The potential problems with the nozzle attachment disclosed in U.S. Pat. No. 4,785,996 have been addressed in a one-piece nozzle cap manufactured and sold by Nordson Corporation of Amherst, Ohio, the assignee of this invention. The nozzle cap is formed from a section of hex-shaped bar stock such that the mounting nut and annular plate are integrally formed in a single, unitary construction instead of two separate pieces as in U.S. Pat. No. 4,785,996. A bore is drilled and tapped in the hex stock to form the mounting nut portion of the nozzle cap, and the annular plate is formed where such bore terminates. A first side or surface of the annular plate is thus located within the interior of the mounting nut portion of the nozzle cap, and the opposite, second surface is flush with the end of the mounting nut portion so that there is no rim or cavity between the annular plate and mounting nut as in the U.S. Pat. No. 4,785,996 described above.

The one-piece nozzle cap therefore eliminates the collection of adhesive at the outer surface of the annular plate, and prevents installation of the annular plate upside down, which are potential problems with the nozzle attachment disclosed in the U.S. Pat. No. 4,785,996. Nevertheless, a number of difficulties are presented in the installation and fabrication of this one-piece nozzle cap. Although formed in one piece, the nozzle cap can be overtightened on the nozzle of the dispensing device wherein the mounting nut portion is over-torqued causing the annular plate portion to deflect or distort against the nozzle of the dispensing device. This can create the same type of leakage problems between the throughbore in the plate and the air jet bores therein described above in connection with the U.S. Pat. No. 4,785,996.

With respect to the problems created during the machining operation, initially an annular groove or notch must be machined in the first surface of the annular plate to receive pressurized air for the air jet bores, and this is a difficult machining operation because access within the interior of the mounting nut portion of the nozzle cap is restricted. In fact, access is so restricted that a drill bit cannot be introduced at the proper angle within the interior of the mounting nut portion to drill the air jet bores from the high pressure or first surface of the annular plate toward the second surface. As a result, the air jet bores must be drilled from the opposite direction, i.e., from the second surface of the plate having the nozzle tip toward the first surface formed with the annular groove. While not absolutely required, an annular groove is also preferably formed in this second surface to facilitate such drilling operation. These different machining operations are performed on opposite sides of the cap which requires that it be turned over during the machining process which further adds to the time and cost of fabrication of the part.

Another problem in the machining operation of this nozzle cap is attributable to the inherent dimensional inaccuracies of hex bar stock. Such dimensional inaccuracies create difficulties in machining the air jet holes within the annular plate portion of the nozzle cap with the accuracy required to properly form elongated strands or fibers of adhesive.

Set exercise 1 → Can you retype the nozzle cap passage between "Another problem in" and "fibers of adhesive.", inclusive?
The nozzle cap passage and the rows after it are unrelated material.

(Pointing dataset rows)
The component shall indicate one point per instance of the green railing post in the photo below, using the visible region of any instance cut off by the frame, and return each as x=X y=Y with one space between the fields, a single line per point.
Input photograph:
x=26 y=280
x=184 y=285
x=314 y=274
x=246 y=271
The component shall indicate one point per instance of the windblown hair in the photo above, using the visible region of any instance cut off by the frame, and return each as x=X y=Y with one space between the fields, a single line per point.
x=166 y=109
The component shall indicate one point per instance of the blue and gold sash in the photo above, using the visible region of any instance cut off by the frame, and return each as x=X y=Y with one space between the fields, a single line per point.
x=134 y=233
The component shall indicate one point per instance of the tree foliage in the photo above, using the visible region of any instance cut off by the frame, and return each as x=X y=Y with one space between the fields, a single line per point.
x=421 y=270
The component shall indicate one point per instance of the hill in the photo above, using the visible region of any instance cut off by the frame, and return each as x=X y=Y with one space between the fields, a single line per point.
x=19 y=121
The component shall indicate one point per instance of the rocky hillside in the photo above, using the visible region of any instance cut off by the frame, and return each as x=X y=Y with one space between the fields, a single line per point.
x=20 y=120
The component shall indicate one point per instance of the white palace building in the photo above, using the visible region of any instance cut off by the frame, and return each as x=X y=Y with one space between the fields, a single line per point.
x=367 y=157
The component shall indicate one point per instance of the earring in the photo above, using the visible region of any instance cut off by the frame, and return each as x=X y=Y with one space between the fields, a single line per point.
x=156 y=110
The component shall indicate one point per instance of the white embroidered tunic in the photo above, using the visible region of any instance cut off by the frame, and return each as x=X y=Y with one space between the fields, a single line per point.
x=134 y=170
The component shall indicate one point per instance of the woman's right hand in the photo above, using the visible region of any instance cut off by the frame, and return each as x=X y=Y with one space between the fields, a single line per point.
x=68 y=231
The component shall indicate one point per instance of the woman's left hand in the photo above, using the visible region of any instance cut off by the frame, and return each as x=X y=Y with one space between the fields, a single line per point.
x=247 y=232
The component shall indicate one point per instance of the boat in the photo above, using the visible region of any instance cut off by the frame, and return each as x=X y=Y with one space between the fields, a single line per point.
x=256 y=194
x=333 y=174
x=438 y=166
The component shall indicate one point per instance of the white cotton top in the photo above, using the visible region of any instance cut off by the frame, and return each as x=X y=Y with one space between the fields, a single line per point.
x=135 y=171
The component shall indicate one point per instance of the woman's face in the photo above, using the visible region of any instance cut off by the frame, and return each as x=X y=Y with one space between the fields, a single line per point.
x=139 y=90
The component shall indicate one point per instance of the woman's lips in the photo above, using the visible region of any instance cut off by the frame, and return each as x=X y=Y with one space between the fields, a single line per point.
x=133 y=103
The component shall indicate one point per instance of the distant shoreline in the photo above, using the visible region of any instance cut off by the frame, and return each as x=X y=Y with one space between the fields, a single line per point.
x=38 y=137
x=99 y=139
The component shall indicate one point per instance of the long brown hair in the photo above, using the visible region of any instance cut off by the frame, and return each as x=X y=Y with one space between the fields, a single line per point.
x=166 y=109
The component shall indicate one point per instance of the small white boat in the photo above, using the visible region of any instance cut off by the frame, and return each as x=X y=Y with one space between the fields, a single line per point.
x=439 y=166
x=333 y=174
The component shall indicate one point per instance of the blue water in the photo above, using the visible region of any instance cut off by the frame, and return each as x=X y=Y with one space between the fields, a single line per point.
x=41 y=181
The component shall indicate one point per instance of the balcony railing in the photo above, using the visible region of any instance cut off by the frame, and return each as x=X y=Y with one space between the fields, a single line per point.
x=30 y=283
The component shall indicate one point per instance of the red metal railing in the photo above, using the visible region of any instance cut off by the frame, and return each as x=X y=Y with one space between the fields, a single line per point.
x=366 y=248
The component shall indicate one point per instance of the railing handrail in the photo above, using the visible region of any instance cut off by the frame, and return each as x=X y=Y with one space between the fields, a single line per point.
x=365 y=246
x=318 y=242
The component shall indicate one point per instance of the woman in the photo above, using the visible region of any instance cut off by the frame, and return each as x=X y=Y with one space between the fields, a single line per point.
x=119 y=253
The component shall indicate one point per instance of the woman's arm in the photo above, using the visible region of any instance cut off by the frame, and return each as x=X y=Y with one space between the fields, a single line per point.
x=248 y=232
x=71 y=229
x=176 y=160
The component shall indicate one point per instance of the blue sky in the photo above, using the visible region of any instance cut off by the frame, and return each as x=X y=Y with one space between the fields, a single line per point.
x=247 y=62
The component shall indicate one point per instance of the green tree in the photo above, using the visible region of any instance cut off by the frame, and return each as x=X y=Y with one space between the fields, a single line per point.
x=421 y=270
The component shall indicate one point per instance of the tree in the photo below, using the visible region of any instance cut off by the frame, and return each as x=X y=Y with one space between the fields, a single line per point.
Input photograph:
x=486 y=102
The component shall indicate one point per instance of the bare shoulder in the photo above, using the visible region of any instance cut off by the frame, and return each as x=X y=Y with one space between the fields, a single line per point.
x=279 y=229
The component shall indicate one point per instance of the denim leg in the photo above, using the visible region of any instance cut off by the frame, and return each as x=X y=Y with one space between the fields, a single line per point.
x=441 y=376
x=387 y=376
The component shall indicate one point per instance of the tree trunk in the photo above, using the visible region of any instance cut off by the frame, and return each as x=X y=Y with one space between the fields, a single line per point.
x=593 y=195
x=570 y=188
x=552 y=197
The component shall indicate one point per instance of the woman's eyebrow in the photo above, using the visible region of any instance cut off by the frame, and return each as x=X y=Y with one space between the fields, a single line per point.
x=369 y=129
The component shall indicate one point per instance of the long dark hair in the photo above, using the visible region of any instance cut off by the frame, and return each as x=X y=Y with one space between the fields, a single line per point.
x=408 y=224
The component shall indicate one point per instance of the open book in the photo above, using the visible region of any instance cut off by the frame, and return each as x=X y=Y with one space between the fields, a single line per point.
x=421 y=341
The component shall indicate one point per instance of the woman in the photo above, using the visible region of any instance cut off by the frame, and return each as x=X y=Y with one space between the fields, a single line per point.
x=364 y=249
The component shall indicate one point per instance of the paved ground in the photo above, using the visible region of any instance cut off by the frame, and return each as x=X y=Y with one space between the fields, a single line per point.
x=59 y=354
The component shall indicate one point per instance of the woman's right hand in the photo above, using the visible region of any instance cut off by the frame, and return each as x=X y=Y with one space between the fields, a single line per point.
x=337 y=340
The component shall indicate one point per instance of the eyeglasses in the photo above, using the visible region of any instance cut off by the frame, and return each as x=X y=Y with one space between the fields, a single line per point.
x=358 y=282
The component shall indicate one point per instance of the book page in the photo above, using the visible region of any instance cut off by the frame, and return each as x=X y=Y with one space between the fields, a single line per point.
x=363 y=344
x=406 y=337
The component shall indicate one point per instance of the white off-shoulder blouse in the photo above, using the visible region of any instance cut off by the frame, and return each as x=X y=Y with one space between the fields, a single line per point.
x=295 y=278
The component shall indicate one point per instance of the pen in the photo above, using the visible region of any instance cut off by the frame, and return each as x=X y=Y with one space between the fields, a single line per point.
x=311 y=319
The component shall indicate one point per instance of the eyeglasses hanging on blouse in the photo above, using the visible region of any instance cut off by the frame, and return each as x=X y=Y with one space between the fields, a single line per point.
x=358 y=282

Set exercise 2 → Can you repeat the pointing rows between the lines holding "the woman's face" and "x=133 y=103", inclusive, with no changes?

Expected answer 1 →
Another problem in the machining operation of this nozzle cap is attributable to the inherent dimensional inaccuracies of hex bar stock. Such dimensional inaccuracies create difficulties in machining the air jet holes within the annular plate portion of the nozzle cap with the accuracy required to properly form elongated strands or fibers of adhesive.

Expected answer 2 →
The component shall indicate one point per instance of the woman's face in the photo above, using the visible region of any instance cut off by the frame, and return each as x=X y=Y with one space between the fields, a single line per point.
x=139 y=90
The component shall indicate one point per instance of the woman's lips in the photo above, using the visible region of any instance cut off by the frame, and return each as x=X y=Y with one space between the fields, a single line per point.
x=133 y=103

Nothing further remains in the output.